#### [Work instructions]
Set down the data again in full, keeping every line exactly as it is.

Start of Data in this exercise

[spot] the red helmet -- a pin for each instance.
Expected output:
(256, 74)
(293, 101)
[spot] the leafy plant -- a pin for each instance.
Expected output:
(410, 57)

End of Data in this exercise

#### [Answer box]
[spot] the red helmet -- a pin for each instance.
Expected output:
(256, 74)
(293, 101)
[spot] the leafy plant -- a pin for each instance.
Expected output:
(410, 57)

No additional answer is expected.